(Records from a data collection)
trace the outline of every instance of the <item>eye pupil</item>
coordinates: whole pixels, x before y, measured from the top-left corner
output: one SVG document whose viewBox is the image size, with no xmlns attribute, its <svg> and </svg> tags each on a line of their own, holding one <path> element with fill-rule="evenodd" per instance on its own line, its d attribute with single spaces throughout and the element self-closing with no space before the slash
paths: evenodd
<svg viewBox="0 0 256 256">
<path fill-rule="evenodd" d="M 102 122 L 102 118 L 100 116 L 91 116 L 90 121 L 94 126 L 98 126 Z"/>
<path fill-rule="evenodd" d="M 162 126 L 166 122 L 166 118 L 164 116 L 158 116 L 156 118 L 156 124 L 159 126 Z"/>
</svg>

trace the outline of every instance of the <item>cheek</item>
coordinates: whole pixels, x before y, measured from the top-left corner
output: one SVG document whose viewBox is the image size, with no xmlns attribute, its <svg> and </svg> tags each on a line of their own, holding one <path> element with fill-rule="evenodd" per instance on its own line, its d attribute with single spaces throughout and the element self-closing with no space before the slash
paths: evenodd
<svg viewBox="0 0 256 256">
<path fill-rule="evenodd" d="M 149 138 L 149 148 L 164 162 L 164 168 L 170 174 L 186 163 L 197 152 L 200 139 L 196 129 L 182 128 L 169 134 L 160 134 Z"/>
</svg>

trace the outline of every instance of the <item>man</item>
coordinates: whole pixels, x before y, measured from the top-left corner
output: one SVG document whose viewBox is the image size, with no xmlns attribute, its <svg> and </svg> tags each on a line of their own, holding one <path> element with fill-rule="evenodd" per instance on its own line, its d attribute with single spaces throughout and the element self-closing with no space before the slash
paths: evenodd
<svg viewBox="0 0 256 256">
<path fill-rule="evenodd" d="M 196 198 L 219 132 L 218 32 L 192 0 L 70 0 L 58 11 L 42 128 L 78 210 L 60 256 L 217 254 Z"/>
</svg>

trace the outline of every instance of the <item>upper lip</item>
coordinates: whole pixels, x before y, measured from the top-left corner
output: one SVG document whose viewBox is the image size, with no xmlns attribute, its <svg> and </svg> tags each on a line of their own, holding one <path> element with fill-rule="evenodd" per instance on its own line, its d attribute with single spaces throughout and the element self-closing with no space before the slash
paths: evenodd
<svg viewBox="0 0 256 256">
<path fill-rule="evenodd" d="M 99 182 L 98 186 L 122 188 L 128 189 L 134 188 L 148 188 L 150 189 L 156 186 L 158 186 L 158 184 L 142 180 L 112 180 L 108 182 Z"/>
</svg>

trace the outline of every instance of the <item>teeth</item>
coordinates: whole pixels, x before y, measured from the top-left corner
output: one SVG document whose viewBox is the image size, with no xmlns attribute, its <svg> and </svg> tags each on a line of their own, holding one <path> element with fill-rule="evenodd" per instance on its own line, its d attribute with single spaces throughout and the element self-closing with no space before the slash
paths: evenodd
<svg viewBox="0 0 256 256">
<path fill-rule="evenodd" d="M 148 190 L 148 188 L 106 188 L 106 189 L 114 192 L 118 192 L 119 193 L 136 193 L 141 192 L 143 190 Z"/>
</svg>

▶ **What you will do**: Set down all of the entries exactly, please.

▶ **Correct response**:
trace the outline of every instance of the <item>eye pupil</item>
coordinates: whole pixels, x before y, measured from the top-left corner
output: one SVG document whose viewBox is the image size, with no xmlns attribute, its <svg> and </svg> tags each on a line of their own, holding one <path> element with fill-rule="evenodd" per instance on its own line, its d attribute with single spaces throughout and the element self-closing with no space before the slash
paths: evenodd
<svg viewBox="0 0 256 256">
<path fill-rule="evenodd" d="M 102 122 L 102 118 L 100 116 L 91 116 L 90 121 L 94 126 L 98 126 Z"/>
<path fill-rule="evenodd" d="M 162 126 L 166 122 L 166 118 L 164 116 L 158 116 L 156 118 L 156 124 L 159 126 Z"/>
</svg>

trace the outline of every instance of the <item>cheek</item>
coordinates: whole pixels, x before y, measured from the top-left corner
output: one SVG document whose viewBox is the image size, with no xmlns attribute, its <svg> and </svg> tags each on a line of their own, holding one <path> element with fill-rule="evenodd" per instance on its own line, its d attribute with single spaces throughout and the element self-closing with no space before the slash
paths: evenodd
<svg viewBox="0 0 256 256">
<path fill-rule="evenodd" d="M 149 138 L 149 148 L 164 162 L 164 168 L 170 174 L 186 163 L 197 152 L 200 139 L 196 129 L 182 128 L 169 134 L 160 134 Z"/>
</svg>

trace the outline of every instance of the <item>man</item>
coordinates: whole pixels, x before y, measured from the top-left corner
output: one SVG document whose viewBox is the image size, with no xmlns attribute, its <svg> and </svg> tags each on a line of their own, holding one <path> element with fill-rule="evenodd" per instance on its own line, its d attribute with single spaces throughout and the element self-closing with no space before the slash
paths: evenodd
<svg viewBox="0 0 256 256">
<path fill-rule="evenodd" d="M 196 198 L 219 132 L 218 32 L 192 0 L 70 0 L 58 11 L 42 128 L 78 210 L 60 256 L 217 254 Z"/>
</svg>

trace the outline of every instance of the <item>upper lip</item>
coordinates: whole pixels, x before y, measured from the top-left corner
output: one SVG document whose viewBox is the image size, with no xmlns attribute, its <svg> and </svg> tags each on a line of their own, holding one <path> element with fill-rule="evenodd" per instance on its own line, its d attribute with single spaces throughout and the element self-closing with no space before the slash
paths: evenodd
<svg viewBox="0 0 256 256">
<path fill-rule="evenodd" d="M 99 182 L 98 186 L 122 188 L 128 189 L 134 188 L 148 188 L 150 189 L 156 186 L 158 186 L 158 184 L 142 180 L 112 180 L 108 182 Z"/>
</svg>

trace the outline of every instance of the <item>teeth</item>
coordinates: whole pixels, x before y, measured from the top-left corner
output: one SVG document whose viewBox is the image size, with no xmlns attribute, its <svg> and </svg> tags each on a line of their own, holding one <path> element with fill-rule="evenodd" per instance on its own line, its d attribute with single spaces throughout and the element self-closing with no space before the slash
paths: evenodd
<svg viewBox="0 0 256 256">
<path fill-rule="evenodd" d="M 148 190 L 148 188 L 106 188 L 106 189 L 114 192 L 118 192 L 119 193 L 136 193 L 141 192 L 143 190 Z"/>
</svg>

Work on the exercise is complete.